BEGIN Source records

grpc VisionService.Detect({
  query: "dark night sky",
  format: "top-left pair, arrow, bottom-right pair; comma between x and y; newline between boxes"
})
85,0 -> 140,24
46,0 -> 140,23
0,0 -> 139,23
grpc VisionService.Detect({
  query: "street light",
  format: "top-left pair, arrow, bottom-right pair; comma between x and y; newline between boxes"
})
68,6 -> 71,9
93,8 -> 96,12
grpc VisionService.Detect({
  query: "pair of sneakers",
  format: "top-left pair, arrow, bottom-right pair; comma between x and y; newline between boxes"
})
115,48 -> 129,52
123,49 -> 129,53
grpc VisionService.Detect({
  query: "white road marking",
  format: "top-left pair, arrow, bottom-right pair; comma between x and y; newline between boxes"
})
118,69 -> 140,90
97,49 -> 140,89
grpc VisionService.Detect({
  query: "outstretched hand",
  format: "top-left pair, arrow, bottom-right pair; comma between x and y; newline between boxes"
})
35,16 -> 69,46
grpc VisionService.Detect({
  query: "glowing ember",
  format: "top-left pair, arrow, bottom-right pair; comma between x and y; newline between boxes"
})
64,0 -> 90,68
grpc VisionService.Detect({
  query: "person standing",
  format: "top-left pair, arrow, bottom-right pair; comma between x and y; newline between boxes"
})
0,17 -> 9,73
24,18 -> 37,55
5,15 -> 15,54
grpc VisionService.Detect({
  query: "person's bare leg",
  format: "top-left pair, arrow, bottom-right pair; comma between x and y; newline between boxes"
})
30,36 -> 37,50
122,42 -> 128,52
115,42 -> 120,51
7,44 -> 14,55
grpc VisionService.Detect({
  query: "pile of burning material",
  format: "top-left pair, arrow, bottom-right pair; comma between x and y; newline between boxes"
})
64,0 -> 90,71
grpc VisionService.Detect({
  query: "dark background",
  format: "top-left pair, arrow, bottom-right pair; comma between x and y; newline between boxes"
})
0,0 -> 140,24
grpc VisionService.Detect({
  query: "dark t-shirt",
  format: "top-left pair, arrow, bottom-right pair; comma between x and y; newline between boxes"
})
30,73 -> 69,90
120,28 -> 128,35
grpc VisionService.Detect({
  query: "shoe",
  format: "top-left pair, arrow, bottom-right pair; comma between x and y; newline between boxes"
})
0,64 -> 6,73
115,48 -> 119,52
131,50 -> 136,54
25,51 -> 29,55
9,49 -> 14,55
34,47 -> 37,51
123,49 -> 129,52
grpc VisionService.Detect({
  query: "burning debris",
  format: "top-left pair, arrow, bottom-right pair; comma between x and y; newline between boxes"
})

END Source records

▶ **Exercise**
Using the entries above, print each one again without any alteration.

▶ **Exercise result**
grpc VisionService.Detect({
  query: "dark night sky",
  format: "top-left pair, arrow, bottom-right pair; comma between x and y; newline between boxes"
})
85,0 -> 140,24
46,0 -> 140,23
0,0 -> 139,23
grpc VisionService.Detect({
  query: "street light",
  format: "top-left pair, arrow, bottom-right pair; comma between x and y; newline between boxes"
})
68,6 -> 71,9
93,8 -> 96,12
grpc VisionService.Detect({
  query: "pair of sneakers",
  format: "top-left pair, arrow, bottom-right pair; comma between x and y; newline between boxes"
})
115,48 -> 129,52
123,49 -> 129,53
grpc VisionService.Detect({
  query: "white road marking",
  format: "top-left pair, arrow, bottom-right pair; comma between x and y; newline between boxes"
})
118,69 -> 140,90
97,49 -> 140,89
grpc VisionService.Detect({
  query: "outstretched hand",
  format: "top-left pair, arrow, bottom-right pair; comma between x and y; newline between boxes"
})
35,16 -> 69,46
grpc VisionService.Detect({
  query: "glowing ember",
  format: "top-left pair, arrow, bottom-right pair; comma between x and y; newline between boxes"
})
64,0 -> 90,68
grpc VisionService.Detect({
  query: "person standing",
  format: "top-left pair, arrow, bottom-right pair; comma between x and y; newline between boxes"
})
0,17 -> 9,73
24,18 -> 37,55
5,15 -> 15,54
grpc VisionService.Detect({
  query: "person's bare leg",
  format: "top-left pair, arrow, bottom-right pair; comma between x and y; newline between boxes"
})
30,36 -> 37,50
122,42 -> 128,52
115,42 -> 120,51
7,44 -> 14,55
grpc VisionService.Detect({
  query: "pile of burning material",
  format: "top-left pair, arrow, bottom-right pair; comma between x and y; newline between boxes"
})
64,0 -> 90,71
grpc VisionService.Detect({
  query: "dark background",
  format: "top-left pair, arrow, bottom-right pair; comma between x and y; newline between boxes"
})
0,0 -> 140,24
grpc VisionService.Detect({
  query: "dark t-shirt",
  format: "top-left pair, arrow, bottom-right pair; comma between x and y; newline between boxes"
})
30,73 -> 69,90
120,28 -> 128,35
grpc VisionService.Detect({
  query: "shoe",
  format: "top-left pair, arrow, bottom-right pair; comma between x and y; newline between boxes"
})
0,64 -> 6,73
115,48 -> 119,52
131,50 -> 136,54
25,51 -> 29,55
9,49 -> 14,55
34,47 -> 37,51
123,49 -> 129,52
grpc VisionService.Detect({
  query: "burning debris",
  format: "top-left pair, arrow, bottom-right pair; comma between x and y; newline between boxes"
})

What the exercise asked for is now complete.